§ **THE TASKS**
**A.** In the blog post, what name does the writer give to the distraction faced every day?
**B.** Using the blog post, explain why the writer sought out Neil Gaiman's list that morning.

My wife forwarded me these rules some time ago.

Neil Gaiman, Author (American Gods, The Graveyard Book, Stardust), Graphic Novelist (The SandMan, Marvel/Miracleman), and Screenwriter (Coraline, Mirrormask, and Beowulf), and Oscar Nominee for Coraline offered his 10 (really 8 ) rules for writing fiction to the Guardian some time ago.

I’m in the midst of a difficult 2nd draft of a teleplay.  Additionally,  I face a horrible distraction on a daily basis, which I call my “Day Job.”   When faced with distraction, it is important to retain a semblance of forward momentum.  Sometimes I look for structure.  Other times I’ll look for anarchy.  It really depends on my mood.  Today it was structure, and what better example of that is there than a list provided by the writer of one of my favorite fantasy films to hit the theaters in years?  I found myself thinking about this list this morning and sought it out. It is really applicable to most artistic endeavours and I decided to share it here:

Neil Gaiman’s Rules for Writing Fiction

1 Write.

2 Put one word after another. Find the right word, put it down.

3 Finish what you’re writing. Whatever you have to do to finish it, finish it.

4 Put it aside. Read it pretending you’ve never read it before. Show it to friends whose opinion you respect and who like the kind of thing that this is.

§ **LISTING**
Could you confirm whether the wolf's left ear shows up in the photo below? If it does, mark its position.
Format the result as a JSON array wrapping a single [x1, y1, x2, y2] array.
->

---

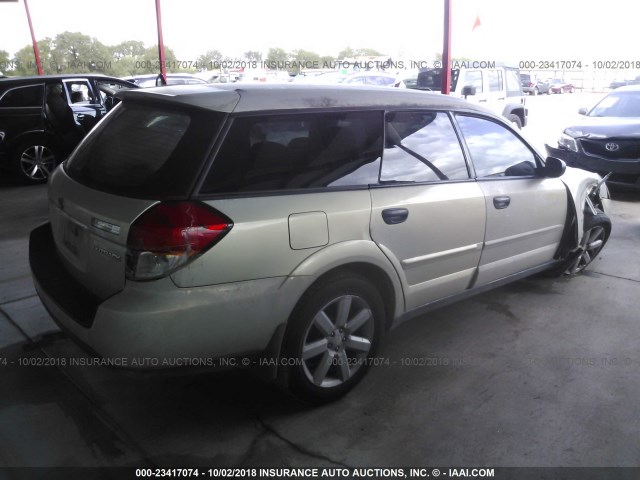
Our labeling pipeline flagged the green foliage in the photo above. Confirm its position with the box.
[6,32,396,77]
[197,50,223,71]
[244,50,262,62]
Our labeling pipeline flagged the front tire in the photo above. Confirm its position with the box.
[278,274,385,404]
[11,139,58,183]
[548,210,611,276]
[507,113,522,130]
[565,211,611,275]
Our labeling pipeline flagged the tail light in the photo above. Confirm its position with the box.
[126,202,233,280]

§ **SOLUTION LIST**
**A.** The writer's "Day Job."

**B.** Faced with distraction, the writer wants to keep some forward momentum and that day was in the mood for structure. A list from the writer of a favorite recent fantasy film seemed the best example of structure.